Datasets

Introduction

A Dataset is a file that can be opened from a notebook, or which may be an output of a notebook. Common file types include:

  • TXT - plain text

  • CSV - comma-separated values

  • TSV - tab-delimited values

  • JSON - JavaScript Object Notation, a format to represent a nested data structure

  • YAML - “yet another markup language”, a variation of JSON that uses indentation instead of curly braces to represent nesting

  • XML - eXtensible Markup Language, another document-oriented format for nested data structures - popular before JSON

  • MD - Markup format for representing formatted text

  • Other - pretty much any file that can be read or written using Python

Importing a dataset

Similarly to notebooks, you can import a dataset by dragging-and-dropping a file onto the Project page. If it doesn’t have an ‘.ipynb’ extension, it will be treated as a dataset.

Alternatively, you can use the ‘Add new dataset' dialog, which is opened by clicking on the ‘Add’ button at the top of the Datasets section on the Project page.

Enter an appropriate name and description, and click ‘Choose file’ to select a data file from your local filesystem.

Any data file imported into the system or created from a Europa Notebook is saved to your Atlassian instance. (It is saved as an attachment to the Project.) Europa Notebooks does not persist your data on its servers. A dataset may be read into the memory of a Notebook Server to work on that dataset; however, the Notebook Server is destroyed at the end of your editing session. The only data saved is data written back to Atlassian using the AtlasFS library (Atlas File System).

▶ **DATA SECTION**:
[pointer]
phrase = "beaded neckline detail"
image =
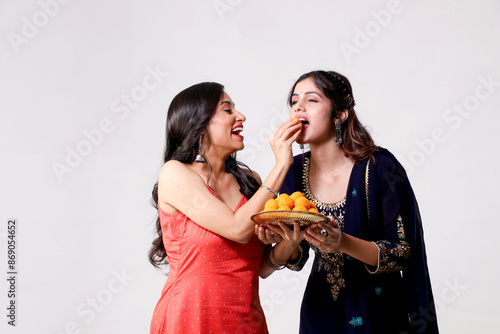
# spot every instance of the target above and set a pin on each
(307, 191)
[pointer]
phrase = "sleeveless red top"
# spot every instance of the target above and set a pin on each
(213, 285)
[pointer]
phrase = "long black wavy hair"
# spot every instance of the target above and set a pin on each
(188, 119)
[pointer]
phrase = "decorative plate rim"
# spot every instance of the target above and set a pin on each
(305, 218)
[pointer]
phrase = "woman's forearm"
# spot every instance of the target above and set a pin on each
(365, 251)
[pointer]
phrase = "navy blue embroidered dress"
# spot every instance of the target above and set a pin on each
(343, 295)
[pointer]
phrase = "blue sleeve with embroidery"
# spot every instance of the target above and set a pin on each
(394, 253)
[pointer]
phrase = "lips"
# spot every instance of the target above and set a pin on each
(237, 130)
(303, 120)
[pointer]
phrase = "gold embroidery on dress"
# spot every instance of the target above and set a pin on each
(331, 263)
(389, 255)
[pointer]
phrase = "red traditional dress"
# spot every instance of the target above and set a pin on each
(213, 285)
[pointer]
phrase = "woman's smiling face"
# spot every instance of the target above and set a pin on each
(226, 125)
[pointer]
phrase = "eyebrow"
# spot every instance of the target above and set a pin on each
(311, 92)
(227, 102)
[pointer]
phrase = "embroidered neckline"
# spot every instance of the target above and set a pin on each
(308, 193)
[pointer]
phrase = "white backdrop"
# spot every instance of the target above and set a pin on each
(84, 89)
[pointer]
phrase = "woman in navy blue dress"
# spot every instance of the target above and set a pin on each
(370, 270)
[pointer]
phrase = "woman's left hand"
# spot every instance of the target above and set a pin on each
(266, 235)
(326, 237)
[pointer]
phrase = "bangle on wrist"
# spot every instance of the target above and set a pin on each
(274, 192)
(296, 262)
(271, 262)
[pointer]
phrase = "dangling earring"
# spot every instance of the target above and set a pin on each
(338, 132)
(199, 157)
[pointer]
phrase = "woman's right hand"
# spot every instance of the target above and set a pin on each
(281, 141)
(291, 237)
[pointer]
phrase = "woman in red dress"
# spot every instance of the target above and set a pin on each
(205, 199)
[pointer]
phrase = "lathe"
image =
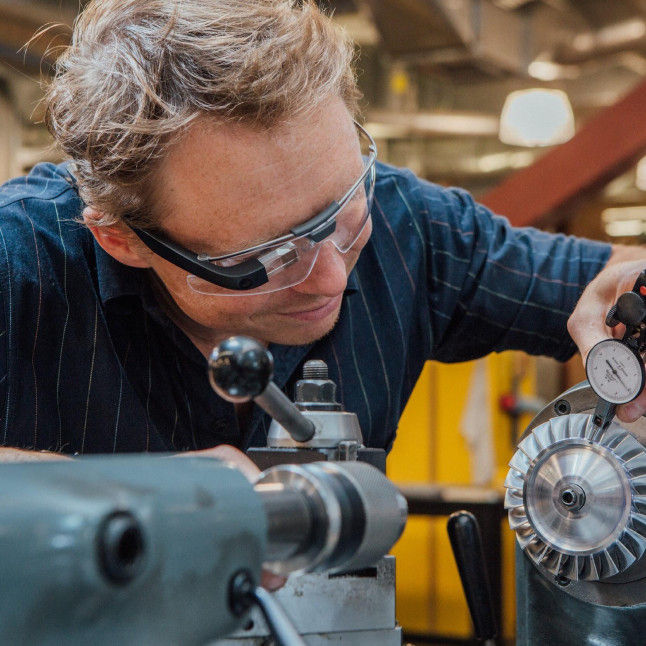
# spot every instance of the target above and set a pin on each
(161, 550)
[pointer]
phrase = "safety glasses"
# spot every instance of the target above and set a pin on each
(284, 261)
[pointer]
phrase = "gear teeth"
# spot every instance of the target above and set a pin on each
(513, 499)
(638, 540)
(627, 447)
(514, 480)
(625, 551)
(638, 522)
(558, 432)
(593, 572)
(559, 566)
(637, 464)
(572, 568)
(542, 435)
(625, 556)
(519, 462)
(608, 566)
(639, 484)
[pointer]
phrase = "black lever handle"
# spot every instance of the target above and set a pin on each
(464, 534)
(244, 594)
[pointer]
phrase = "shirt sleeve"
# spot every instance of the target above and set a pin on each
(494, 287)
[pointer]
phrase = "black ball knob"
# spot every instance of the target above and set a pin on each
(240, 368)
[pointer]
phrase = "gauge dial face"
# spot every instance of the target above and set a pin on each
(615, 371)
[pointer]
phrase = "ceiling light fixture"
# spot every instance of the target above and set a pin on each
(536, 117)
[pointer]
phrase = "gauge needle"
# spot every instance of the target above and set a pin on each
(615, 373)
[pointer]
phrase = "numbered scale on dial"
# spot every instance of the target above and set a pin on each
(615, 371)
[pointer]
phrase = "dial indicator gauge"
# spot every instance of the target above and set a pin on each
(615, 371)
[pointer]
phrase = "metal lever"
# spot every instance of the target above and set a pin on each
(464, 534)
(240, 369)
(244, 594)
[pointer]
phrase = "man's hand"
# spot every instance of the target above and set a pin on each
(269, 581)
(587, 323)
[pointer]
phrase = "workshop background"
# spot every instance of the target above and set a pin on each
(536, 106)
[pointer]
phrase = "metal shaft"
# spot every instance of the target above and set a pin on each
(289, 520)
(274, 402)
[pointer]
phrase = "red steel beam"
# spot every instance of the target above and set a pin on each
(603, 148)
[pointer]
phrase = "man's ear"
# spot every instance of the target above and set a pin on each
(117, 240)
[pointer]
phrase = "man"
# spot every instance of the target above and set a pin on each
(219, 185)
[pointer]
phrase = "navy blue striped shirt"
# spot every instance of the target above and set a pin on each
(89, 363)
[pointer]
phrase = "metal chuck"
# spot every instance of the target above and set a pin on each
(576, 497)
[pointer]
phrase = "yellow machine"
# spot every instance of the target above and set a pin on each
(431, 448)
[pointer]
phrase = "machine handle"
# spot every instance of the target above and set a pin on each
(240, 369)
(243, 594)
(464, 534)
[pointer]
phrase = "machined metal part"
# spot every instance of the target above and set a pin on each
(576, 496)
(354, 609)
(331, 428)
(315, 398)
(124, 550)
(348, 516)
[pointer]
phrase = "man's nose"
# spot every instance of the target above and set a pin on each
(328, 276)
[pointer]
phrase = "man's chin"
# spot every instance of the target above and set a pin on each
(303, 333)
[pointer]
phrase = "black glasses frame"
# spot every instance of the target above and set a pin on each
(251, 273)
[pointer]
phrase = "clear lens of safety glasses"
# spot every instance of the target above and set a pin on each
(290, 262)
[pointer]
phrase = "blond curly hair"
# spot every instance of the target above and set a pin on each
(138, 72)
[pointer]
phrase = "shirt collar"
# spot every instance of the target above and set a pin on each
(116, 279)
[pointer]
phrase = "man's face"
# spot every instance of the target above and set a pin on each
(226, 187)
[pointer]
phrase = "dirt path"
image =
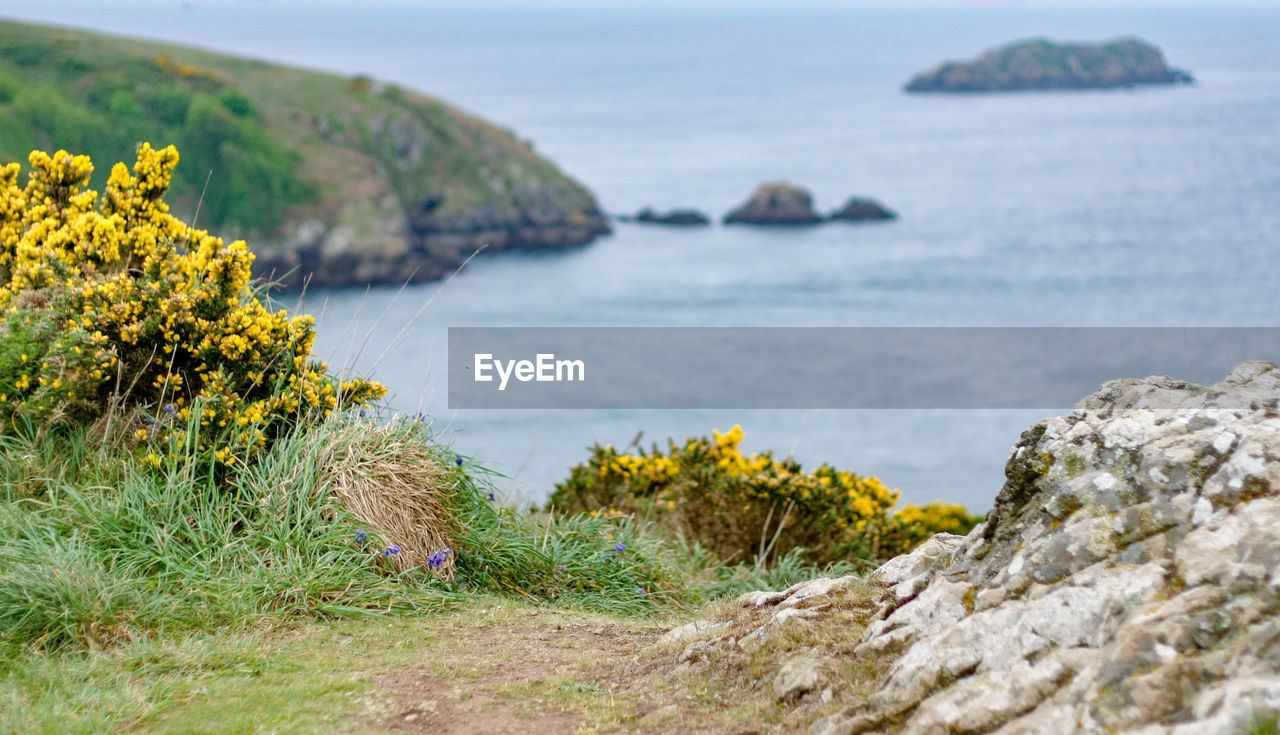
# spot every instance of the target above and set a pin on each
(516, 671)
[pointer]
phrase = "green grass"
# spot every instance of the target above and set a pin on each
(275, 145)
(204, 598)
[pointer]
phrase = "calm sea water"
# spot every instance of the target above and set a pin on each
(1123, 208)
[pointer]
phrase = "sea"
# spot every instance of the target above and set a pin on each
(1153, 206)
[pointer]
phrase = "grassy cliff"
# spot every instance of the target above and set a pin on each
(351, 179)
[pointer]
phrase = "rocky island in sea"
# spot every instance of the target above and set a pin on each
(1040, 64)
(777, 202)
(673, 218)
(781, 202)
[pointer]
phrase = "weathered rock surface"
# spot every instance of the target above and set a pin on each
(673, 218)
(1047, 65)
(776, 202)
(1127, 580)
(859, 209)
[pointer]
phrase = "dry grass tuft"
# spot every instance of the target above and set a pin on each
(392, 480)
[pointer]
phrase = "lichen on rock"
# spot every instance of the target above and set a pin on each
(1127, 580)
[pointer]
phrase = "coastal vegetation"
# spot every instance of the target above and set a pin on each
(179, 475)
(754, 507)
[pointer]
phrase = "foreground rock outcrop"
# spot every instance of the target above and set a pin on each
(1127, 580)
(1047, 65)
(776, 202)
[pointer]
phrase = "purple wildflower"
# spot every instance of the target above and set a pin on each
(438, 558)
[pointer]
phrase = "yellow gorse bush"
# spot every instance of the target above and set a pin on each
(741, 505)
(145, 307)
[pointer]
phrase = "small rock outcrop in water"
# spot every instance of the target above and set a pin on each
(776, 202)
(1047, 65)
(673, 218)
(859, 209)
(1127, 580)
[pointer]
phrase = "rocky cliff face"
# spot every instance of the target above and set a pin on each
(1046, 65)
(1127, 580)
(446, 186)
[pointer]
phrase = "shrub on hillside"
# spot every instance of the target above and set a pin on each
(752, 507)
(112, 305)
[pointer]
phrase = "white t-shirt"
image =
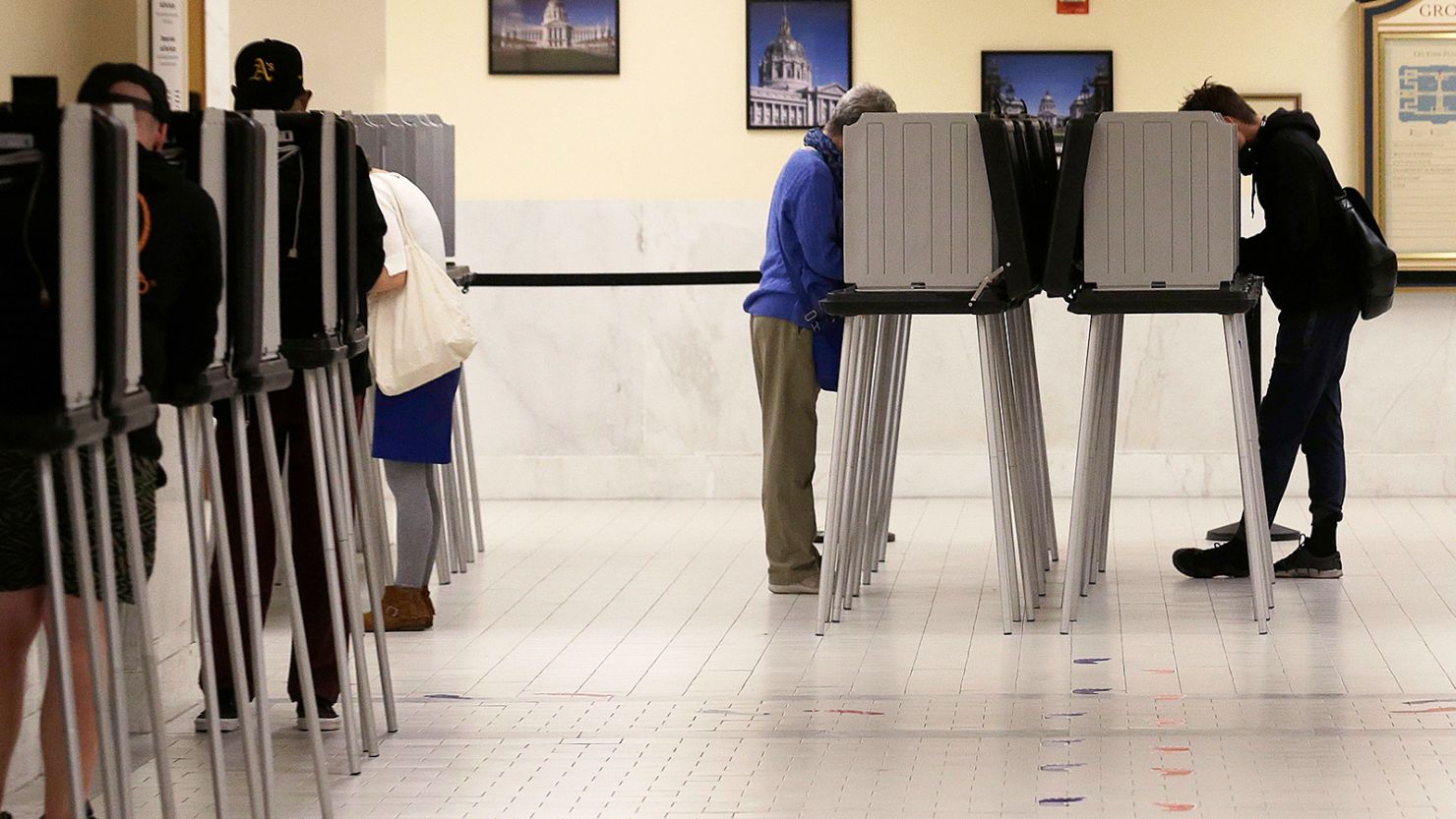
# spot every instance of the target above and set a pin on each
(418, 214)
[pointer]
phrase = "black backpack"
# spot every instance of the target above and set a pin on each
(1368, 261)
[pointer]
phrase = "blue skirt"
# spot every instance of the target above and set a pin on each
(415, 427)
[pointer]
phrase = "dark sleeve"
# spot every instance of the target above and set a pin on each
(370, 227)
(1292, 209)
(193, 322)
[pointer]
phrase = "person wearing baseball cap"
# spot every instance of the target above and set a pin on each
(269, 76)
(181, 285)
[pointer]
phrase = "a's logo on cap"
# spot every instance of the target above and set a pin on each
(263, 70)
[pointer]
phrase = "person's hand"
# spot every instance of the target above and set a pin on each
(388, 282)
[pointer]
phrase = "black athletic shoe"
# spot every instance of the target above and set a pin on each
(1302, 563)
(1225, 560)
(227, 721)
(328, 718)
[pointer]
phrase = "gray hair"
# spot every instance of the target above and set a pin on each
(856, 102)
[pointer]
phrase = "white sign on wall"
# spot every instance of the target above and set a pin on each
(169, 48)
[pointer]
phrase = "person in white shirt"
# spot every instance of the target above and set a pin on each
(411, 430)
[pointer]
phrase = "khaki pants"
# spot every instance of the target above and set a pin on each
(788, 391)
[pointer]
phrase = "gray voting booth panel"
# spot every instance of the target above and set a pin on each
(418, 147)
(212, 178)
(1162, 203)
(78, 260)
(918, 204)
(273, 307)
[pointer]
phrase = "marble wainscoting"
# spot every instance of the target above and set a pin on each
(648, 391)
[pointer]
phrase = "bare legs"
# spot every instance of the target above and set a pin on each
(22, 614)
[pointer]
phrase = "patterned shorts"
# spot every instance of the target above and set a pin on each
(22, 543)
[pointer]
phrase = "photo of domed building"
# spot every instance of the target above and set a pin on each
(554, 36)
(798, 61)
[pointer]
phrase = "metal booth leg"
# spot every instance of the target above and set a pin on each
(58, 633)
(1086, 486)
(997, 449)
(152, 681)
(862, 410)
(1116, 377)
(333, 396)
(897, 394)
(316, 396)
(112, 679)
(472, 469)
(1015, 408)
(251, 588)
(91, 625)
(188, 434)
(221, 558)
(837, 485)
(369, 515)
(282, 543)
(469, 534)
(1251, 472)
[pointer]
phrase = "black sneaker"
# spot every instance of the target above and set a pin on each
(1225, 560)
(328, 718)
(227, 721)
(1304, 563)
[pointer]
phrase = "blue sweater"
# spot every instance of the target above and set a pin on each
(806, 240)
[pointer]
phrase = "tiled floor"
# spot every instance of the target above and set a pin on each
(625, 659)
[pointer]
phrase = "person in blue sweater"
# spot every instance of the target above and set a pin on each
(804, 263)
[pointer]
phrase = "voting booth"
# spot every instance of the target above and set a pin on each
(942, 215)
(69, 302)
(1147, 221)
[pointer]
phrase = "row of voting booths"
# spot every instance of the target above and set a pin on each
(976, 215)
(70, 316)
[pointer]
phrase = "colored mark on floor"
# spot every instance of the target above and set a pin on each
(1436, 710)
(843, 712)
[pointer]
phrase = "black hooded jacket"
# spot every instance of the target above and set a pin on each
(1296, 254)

▶ **STATED EXERCISE**:
Copy out the stretch of the text on datasets from "Importing a dataset" through "as a dataset.". The entries have nothing to do with the text on datasets.

▶ **WRITTEN SOLUTION**:
Importing a dataset

Similarly to notebooks, you can import a dataset by dragging-and-dropping a file onto the Project page. If it doesn’t have an ‘.ipynb’ extension, it will be treated as a dataset.